Aim
Write the material out again exactly.

Begin Material to process

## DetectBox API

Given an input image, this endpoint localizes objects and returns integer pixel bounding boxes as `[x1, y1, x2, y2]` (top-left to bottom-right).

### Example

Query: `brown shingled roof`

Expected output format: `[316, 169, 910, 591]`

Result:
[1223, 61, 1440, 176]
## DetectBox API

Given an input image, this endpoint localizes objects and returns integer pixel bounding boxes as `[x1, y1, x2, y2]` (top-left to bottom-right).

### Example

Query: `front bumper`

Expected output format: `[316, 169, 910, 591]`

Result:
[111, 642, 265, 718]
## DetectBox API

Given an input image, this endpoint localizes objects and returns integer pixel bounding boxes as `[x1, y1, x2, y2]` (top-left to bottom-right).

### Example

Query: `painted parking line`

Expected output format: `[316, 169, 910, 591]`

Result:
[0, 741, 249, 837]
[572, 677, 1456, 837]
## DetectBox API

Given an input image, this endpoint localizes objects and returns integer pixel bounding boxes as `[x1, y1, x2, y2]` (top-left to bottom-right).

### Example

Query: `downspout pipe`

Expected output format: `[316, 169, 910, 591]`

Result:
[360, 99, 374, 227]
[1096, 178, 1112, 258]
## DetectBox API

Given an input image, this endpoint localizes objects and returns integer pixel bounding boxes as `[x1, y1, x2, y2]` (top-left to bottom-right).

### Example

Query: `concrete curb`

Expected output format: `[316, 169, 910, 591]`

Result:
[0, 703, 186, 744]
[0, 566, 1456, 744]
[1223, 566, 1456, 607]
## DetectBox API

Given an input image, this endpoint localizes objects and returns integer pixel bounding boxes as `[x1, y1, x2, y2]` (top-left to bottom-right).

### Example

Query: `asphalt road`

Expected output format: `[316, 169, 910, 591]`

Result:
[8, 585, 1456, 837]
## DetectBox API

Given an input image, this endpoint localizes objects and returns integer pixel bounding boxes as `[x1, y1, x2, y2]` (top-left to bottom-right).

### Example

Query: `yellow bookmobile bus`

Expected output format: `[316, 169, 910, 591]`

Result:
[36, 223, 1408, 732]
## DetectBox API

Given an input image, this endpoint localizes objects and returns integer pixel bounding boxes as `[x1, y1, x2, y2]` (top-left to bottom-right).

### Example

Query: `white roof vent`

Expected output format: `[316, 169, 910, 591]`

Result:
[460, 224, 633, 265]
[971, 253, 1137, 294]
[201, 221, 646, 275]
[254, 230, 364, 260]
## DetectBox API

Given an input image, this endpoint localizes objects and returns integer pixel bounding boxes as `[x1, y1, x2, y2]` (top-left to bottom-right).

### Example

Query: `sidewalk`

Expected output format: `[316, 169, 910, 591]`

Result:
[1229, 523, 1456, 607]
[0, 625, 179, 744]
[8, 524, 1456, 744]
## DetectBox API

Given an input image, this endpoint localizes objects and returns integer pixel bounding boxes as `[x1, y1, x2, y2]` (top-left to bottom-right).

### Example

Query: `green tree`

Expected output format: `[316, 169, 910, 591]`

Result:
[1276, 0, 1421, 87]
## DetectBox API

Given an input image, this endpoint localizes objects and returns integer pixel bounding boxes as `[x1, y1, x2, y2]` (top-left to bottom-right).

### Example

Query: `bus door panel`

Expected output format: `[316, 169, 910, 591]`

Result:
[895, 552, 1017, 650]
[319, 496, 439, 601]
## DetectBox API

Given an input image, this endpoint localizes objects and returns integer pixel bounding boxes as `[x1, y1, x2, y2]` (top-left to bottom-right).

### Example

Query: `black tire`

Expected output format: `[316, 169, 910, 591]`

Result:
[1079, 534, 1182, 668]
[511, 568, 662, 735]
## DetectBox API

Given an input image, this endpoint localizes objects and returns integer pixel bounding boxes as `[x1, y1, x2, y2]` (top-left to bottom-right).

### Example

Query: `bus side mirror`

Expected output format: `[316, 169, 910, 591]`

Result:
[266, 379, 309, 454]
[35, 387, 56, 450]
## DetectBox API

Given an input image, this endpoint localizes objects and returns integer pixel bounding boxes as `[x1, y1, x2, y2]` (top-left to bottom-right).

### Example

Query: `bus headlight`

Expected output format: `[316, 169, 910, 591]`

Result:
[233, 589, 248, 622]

End Material to process

Response to the task
## DetectBox API

Given an input image, this endpoint localizes objects and returns integer pixel bounding boxes as `[x1, y1, x2, y2]` (top-left to bottom-right).

### Example

Query: `brown shingled roof`

Expected output format: `[316, 169, 910, 591]`

Result:
[1223, 61, 1440, 176]
## DetectBox API

Given an input image, this endpoint localizes objects and returns integer pixel bounding boxes as `[x1, y1, x2, y2]` (top-left to bottom-right).

### Example

Query: `front bumper`

Expected output format: `[316, 169, 910, 591]`

Result:
[111, 642, 265, 718]
## DetectBox API

Given an input image, this endpoint localizes objects and returns integer pixel bounding boxes as `[x1, y1, x2, y2]` (top-left to bottom-right).

### Example

Query: `painted parking line`

Expected output format: `[316, 169, 910, 591]`

Result:
[0, 741, 249, 837]
[572, 677, 1456, 837]
## DetectBox API

Given an input image, this endpoint localizes objects and returns integer pixel bounding boxes as `[x1, y1, x2, y2]` (top-left to bottom-right).

### Example

Query: `downspout pipe`

Expected output format: `[316, 169, 910, 591]`

Result:
[360, 99, 374, 227]
[1096, 178, 1112, 258]
## DetectBox API

Given an input image, this endpoint localizes objects and returns integer pixel bounding boxes as `[x1, y1, x2, y2]` (top-left to bottom-right).

### Example

Query: `concrete curb`

Expected output format: `[316, 169, 910, 591]`

Result:
[0, 703, 186, 744]
[0, 566, 1456, 744]
[1223, 566, 1456, 607]
## DetectBox API

Given an input image, this endpoint localizes objects and returns integer pixel bounding boxes as `[x1, y1, x2, y2]` (top-left to bottom-right).

### Example

Query: `asphalt road`

Expected output format: `[316, 169, 910, 591]`

Result:
[8, 585, 1456, 837]
## DetectBox API

Given an input image, this endpoint localizes objects and returns integer pixel bounding boxes as `[x1, y1, x2, y2]` (top-left to bottom-right).

### Example

Query: `yellow bookmobile bus`

Expected output format: `[316, 169, 910, 591]`

Result:
[36, 223, 1408, 732]
## DetectBox API

Given an input image, this endpoint localizes objects and returns integer pixel bounding boxes as `[x1, y1, x2, y2]` (top-left to bottom-right).

### Example

Query: `white roof vent`

Expected output format: `[316, 169, 910, 591]`

Result:
[460, 224, 633, 265]
[971, 253, 1137, 294]
[201, 221, 646, 275]
[254, 230, 364, 260]
## DetectBox API

Given an input image, this endpoint localizes objects and returns integer pixel bounding boxes as `[x1, y1, x2, y2]` (top-left to bottom-right).

### Example

Query: `sidewalk`

Expected output format: `[316, 169, 910, 591]`

Result:
[1229, 523, 1456, 607]
[0, 625, 179, 744]
[8, 524, 1456, 744]
## DetectBox API

Given an input image, this endpoint localizes objects and returns integer pixel bounding boxes as `[x1, y1, x2, y2]` (top-left to bottom-right).

### Example

Query: `green tree`

Expected output format: `[316, 169, 910, 591]`

Result:
[1276, 0, 1421, 87]
## DetectBox API

Given an input image, this endpoint localizes objects and returns integer pixel bounding boxes as `[x1, y1, x2, y2]` (top-left to bottom-right).

### Example

Query: `bus door panel`

Expected output format: `[316, 169, 910, 591]`

Result:
[895, 552, 1017, 650]
[319, 496, 439, 601]
## DetectBox API

Given an input image, this endpoint localizes objects and returns integer pixel bounding boxes as `[x1, y1, x2, y2]` (top-left to bottom-right).

### Example

Query: `black tire`

Expected output format: `[316, 169, 910, 591]`

Result:
[1079, 534, 1182, 668]
[511, 568, 662, 735]
## DetectBox API

Given an input image, this endpoint localizes objects and returns integer pixel bounding boxes as `[x1, y1, x2, y2]` (top-left to bottom-right).

### Example

Query: `bus side mirror`

Expected output format: `[316, 169, 910, 591]`

Result:
[266, 379, 309, 454]
[35, 387, 56, 450]
## DetectBox API

Given an input image, this endpoint localizes objects and returns integer pixel bounding boxes as `[x1, y1, x2, y2]` (top-left to bottom-right).

### Example

Query: `bus headlight`

Expected output format: `[316, 169, 910, 591]`

Result:
[233, 589, 248, 622]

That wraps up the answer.